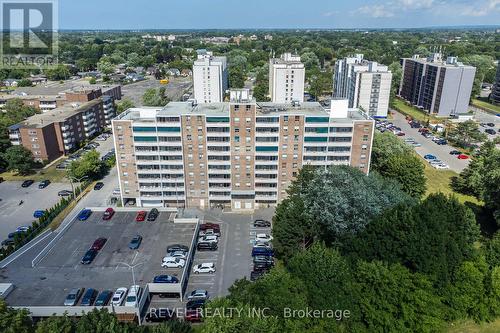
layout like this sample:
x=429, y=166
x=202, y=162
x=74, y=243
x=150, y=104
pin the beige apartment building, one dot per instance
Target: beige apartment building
x=240, y=154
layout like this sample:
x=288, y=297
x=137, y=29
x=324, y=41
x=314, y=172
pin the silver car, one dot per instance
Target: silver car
x=73, y=297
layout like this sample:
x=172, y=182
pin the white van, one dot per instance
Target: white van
x=133, y=296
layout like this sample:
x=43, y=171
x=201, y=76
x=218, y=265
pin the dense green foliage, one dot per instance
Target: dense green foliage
x=482, y=178
x=328, y=204
x=97, y=321
x=393, y=159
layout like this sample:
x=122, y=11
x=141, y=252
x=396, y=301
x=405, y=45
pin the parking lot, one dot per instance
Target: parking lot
x=14, y=215
x=50, y=281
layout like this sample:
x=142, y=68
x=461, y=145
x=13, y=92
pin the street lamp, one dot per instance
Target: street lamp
x=76, y=180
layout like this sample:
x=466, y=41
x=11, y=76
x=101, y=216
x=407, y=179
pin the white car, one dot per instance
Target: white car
x=209, y=239
x=133, y=296
x=440, y=166
x=119, y=296
x=177, y=254
x=263, y=238
x=208, y=267
x=172, y=262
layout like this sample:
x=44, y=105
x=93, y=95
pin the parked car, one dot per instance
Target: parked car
x=209, y=239
x=265, y=251
x=38, y=213
x=153, y=214
x=490, y=131
x=263, y=238
x=133, y=296
x=73, y=296
x=171, y=262
x=208, y=267
x=205, y=246
x=177, y=247
x=430, y=157
x=99, y=243
x=165, y=279
x=135, y=242
x=108, y=214
x=103, y=298
x=141, y=216
x=254, y=275
x=43, y=184
x=84, y=214
x=27, y=183
x=89, y=297
x=265, y=259
x=89, y=256
x=177, y=254
x=198, y=294
x=209, y=232
x=261, y=224
x=119, y=296
x=213, y=226
x=64, y=193
x=159, y=315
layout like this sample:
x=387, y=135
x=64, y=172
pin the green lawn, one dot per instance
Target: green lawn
x=50, y=173
x=495, y=109
x=439, y=181
x=471, y=327
x=413, y=112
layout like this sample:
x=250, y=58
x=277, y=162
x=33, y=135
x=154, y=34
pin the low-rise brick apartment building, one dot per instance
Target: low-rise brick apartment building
x=239, y=154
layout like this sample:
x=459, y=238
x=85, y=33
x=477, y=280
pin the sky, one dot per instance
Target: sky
x=300, y=14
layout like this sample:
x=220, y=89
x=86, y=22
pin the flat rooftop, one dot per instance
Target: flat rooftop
x=222, y=110
x=59, y=114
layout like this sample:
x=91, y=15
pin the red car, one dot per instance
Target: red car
x=141, y=216
x=108, y=214
x=99, y=243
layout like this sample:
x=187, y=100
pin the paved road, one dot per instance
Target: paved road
x=14, y=215
x=174, y=89
x=429, y=147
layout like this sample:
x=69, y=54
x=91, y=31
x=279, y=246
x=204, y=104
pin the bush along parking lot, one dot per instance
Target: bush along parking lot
x=22, y=235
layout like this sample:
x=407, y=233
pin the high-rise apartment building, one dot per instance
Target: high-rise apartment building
x=442, y=88
x=57, y=132
x=210, y=77
x=238, y=154
x=495, y=93
x=366, y=84
x=286, y=79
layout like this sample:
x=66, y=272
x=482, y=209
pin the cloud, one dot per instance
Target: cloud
x=375, y=11
x=415, y=4
x=331, y=13
x=481, y=9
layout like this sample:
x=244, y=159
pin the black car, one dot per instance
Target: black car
x=195, y=304
x=89, y=297
x=177, y=247
x=206, y=246
x=159, y=315
x=261, y=224
x=27, y=183
x=44, y=184
x=263, y=259
x=254, y=275
x=103, y=298
x=89, y=256
x=153, y=214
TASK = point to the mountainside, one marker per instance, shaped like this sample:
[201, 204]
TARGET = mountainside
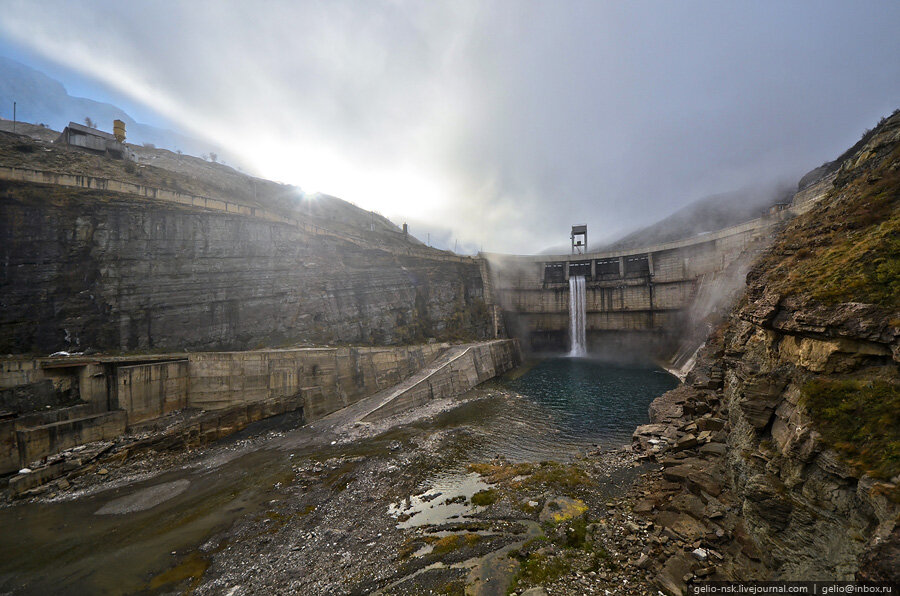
[41, 99]
[705, 215]
[105, 254]
[788, 430]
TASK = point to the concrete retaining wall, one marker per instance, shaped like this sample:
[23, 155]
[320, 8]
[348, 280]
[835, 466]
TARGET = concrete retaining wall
[475, 365]
[242, 386]
[147, 391]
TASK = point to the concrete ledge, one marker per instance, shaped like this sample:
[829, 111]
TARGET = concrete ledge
[473, 366]
[41, 441]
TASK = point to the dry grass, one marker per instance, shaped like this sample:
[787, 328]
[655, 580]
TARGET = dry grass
[848, 249]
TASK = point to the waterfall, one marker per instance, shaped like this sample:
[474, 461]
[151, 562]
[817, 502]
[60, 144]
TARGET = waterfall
[576, 316]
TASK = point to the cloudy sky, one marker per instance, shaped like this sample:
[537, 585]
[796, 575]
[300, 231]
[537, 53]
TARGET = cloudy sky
[496, 123]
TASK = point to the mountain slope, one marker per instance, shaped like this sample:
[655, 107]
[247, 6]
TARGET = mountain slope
[41, 99]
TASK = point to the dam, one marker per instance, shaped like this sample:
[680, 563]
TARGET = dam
[247, 395]
[636, 299]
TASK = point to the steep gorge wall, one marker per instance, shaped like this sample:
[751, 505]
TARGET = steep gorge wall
[785, 436]
[96, 269]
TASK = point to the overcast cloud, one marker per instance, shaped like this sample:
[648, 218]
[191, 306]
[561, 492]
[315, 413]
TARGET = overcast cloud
[495, 123]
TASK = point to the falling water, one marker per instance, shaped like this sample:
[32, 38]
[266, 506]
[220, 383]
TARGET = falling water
[576, 316]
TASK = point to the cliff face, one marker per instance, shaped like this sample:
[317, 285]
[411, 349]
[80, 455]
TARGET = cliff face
[811, 385]
[801, 392]
[92, 269]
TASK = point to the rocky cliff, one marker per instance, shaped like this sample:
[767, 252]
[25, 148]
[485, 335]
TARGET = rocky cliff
[785, 440]
[88, 268]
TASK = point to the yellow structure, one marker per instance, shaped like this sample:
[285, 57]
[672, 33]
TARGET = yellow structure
[119, 130]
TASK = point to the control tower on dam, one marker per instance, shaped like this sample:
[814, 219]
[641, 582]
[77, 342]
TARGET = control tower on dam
[636, 300]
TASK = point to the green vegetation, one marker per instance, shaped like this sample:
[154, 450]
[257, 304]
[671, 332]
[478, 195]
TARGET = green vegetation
[564, 477]
[538, 568]
[859, 419]
[847, 250]
[453, 542]
[485, 497]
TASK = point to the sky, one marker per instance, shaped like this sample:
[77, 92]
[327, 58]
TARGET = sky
[494, 124]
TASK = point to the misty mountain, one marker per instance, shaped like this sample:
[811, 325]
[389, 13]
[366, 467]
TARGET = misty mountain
[41, 99]
[706, 215]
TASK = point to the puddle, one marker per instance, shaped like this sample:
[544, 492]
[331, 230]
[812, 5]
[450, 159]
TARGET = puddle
[144, 499]
[448, 500]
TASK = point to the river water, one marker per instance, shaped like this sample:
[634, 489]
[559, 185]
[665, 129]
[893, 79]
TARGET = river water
[121, 540]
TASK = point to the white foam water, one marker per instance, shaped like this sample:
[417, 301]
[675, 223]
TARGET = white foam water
[577, 316]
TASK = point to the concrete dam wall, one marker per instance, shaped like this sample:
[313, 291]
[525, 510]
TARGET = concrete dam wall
[115, 393]
[93, 268]
[636, 300]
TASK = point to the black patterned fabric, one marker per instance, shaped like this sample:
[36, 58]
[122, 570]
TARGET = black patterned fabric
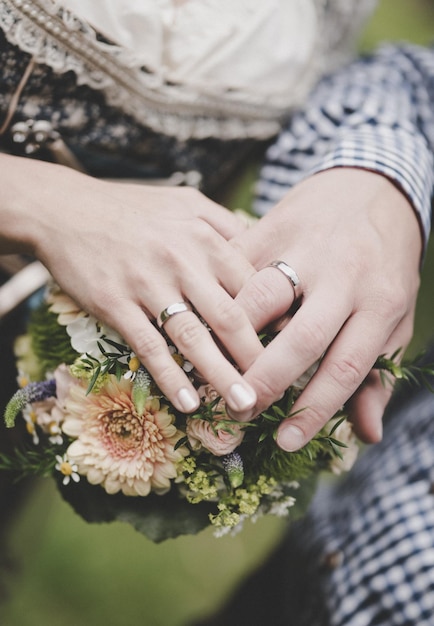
[106, 141]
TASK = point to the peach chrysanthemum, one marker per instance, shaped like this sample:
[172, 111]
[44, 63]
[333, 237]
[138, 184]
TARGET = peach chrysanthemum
[119, 448]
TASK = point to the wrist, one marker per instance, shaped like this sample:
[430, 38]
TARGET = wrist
[27, 205]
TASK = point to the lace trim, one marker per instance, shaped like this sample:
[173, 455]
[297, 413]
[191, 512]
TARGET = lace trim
[55, 37]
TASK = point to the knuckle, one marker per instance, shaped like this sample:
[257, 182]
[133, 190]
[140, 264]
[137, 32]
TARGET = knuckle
[347, 373]
[266, 390]
[188, 332]
[311, 339]
[148, 345]
[262, 297]
[228, 315]
[393, 303]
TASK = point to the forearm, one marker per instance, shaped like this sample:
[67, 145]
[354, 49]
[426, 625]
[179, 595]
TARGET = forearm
[376, 114]
[27, 205]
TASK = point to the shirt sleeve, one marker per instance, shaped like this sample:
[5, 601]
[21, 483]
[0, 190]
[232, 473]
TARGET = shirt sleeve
[377, 113]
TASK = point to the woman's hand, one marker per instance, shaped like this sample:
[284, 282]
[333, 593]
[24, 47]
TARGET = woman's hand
[354, 241]
[125, 253]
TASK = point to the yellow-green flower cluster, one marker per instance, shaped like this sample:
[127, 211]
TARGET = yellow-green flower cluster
[243, 501]
[201, 486]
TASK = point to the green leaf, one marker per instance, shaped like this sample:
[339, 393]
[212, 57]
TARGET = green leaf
[157, 517]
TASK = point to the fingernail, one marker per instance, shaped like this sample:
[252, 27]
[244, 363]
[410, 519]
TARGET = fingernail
[379, 430]
[240, 416]
[290, 438]
[241, 398]
[187, 400]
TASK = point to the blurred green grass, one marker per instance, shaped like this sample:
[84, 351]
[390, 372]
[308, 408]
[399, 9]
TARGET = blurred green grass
[73, 573]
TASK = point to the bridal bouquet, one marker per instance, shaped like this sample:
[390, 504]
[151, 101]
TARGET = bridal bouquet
[96, 421]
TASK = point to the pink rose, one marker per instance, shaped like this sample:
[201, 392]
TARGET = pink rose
[219, 442]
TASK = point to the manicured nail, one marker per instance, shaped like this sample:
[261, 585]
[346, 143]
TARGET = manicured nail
[241, 398]
[187, 400]
[290, 438]
[379, 430]
[240, 416]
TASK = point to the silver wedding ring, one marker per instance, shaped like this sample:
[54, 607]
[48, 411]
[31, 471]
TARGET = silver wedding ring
[172, 309]
[291, 275]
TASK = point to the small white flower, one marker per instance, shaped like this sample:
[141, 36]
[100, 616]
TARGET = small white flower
[133, 367]
[55, 434]
[68, 469]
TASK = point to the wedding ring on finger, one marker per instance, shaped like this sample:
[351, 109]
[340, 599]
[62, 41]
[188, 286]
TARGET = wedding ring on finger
[171, 310]
[291, 275]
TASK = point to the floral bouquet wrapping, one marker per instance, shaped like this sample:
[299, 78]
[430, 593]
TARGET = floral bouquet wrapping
[96, 421]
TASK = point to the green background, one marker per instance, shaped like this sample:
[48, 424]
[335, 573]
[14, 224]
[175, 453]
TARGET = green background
[68, 573]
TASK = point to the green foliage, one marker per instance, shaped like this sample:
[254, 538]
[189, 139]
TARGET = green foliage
[30, 462]
[50, 341]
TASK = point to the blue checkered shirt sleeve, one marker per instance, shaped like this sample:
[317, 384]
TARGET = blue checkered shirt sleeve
[376, 113]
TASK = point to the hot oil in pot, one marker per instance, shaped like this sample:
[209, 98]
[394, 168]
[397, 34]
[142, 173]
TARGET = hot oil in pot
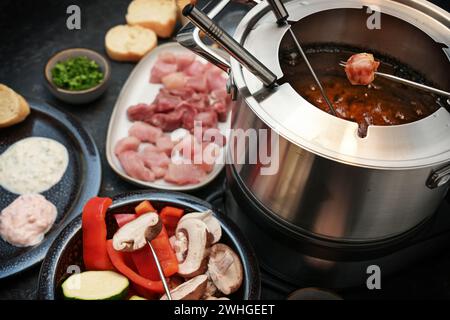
[382, 103]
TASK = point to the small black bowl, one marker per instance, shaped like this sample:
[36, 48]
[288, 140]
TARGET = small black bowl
[65, 255]
[78, 96]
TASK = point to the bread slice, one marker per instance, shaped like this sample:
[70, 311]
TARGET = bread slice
[129, 43]
[157, 15]
[181, 4]
[13, 107]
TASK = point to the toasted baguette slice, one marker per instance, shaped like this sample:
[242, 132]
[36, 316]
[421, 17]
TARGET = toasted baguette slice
[181, 4]
[157, 15]
[129, 43]
[13, 107]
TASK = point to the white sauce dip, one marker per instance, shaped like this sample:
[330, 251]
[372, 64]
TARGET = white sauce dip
[26, 220]
[33, 165]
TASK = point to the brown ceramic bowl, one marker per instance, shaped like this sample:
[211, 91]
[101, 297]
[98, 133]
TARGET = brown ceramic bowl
[81, 96]
[66, 253]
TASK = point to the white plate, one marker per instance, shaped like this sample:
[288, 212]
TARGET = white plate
[138, 89]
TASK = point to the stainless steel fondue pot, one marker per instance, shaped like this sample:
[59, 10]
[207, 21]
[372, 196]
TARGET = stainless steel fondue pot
[331, 183]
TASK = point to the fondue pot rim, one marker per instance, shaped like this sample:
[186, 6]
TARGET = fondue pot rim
[350, 149]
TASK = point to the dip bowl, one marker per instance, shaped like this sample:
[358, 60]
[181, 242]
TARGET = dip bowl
[77, 96]
[65, 256]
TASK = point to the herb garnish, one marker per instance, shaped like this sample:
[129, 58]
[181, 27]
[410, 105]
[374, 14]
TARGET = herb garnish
[79, 73]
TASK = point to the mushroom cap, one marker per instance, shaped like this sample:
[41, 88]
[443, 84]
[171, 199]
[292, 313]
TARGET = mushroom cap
[189, 290]
[135, 234]
[197, 234]
[225, 268]
[213, 225]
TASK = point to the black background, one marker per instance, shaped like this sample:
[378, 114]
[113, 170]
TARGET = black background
[32, 31]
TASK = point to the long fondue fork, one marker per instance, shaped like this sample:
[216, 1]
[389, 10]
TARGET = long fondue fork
[282, 15]
[160, 271]
[408, 82]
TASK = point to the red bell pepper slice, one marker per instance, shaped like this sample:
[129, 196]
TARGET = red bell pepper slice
[144, 207]
[166, 255]
[170, 216]
[118, 260]
[123, 218]
[143, 258]
[95, 255]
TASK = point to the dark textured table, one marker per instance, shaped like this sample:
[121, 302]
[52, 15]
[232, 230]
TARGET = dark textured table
[34, 30]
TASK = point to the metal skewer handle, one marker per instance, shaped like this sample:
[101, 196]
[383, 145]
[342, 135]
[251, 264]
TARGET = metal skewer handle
[282, 15]
[279, 10]
[160, 271]
[408, 82]
[204, 23]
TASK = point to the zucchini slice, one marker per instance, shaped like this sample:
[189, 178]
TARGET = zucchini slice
[137, 298]
[95, 285]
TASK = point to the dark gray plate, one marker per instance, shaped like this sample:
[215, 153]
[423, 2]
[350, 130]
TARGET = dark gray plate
[80, 182]
[67, 250]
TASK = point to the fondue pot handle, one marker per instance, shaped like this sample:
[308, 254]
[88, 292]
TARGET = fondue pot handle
[439, 177]
[192, 41]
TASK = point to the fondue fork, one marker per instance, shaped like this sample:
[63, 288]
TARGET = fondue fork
[282, 15]
[160, 271]
[408, 82]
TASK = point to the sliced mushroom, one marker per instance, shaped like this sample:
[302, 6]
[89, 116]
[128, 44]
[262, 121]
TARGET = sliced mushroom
[190, 290]
[215, 298]
[225, 268]
[213, 225]
[196, 234]
[180, 246]
[133, 235]
[211, 289]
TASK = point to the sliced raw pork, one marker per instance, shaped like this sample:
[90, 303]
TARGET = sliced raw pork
[215, 79]
[182, 174]
[167, 121]
[360, 68]
[141, 112]
[196, 68]
[185, 60]
[197, 83]
[176, 80]
[127, 144]
[207, 119]
[165, 144]
[165, 102]
[145, 132]
[162, 69]
[152, 157]
[134, 166]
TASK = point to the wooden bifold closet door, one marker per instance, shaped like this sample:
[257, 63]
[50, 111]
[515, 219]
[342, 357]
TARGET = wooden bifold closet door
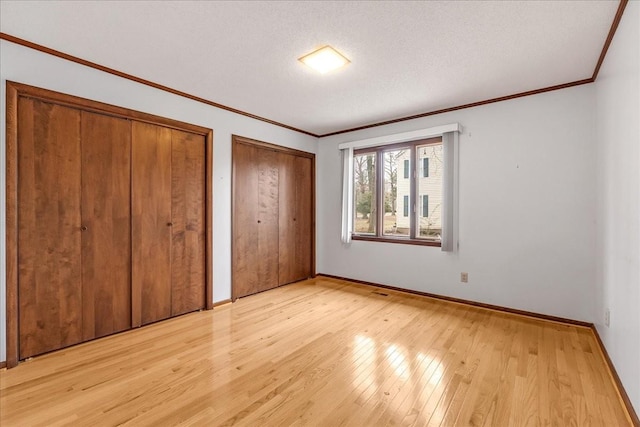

--------------------------------------------------

EXERCISE: Your reply should consist solely of the lines above, from the opening line through the line with "pin the dense", reproduced exactly and without pictures.

WORKED SOLUTION:
layout like this sample:
x=429, y=166
x=202, y=162
x=74, y=243
x=150, y=104
pin the beige apartment building, one dot per instance
Target: beige apartment building
x=240, y=154
layout like this sample:
x=288, y=297
x=137, y=29
x=324, y=41
x=314, y=172
pin the silver car, one dot per instance
Target: silver car
x=73, y=297
layout like this sample:
x=172, y=182
pin the white van, one dot per instance
Target: white van
x=133, y=296
layout like this sample:
x=43, y=171
x=201, y=76
x=218, y=265
pin the dense green foliage, one dot per instance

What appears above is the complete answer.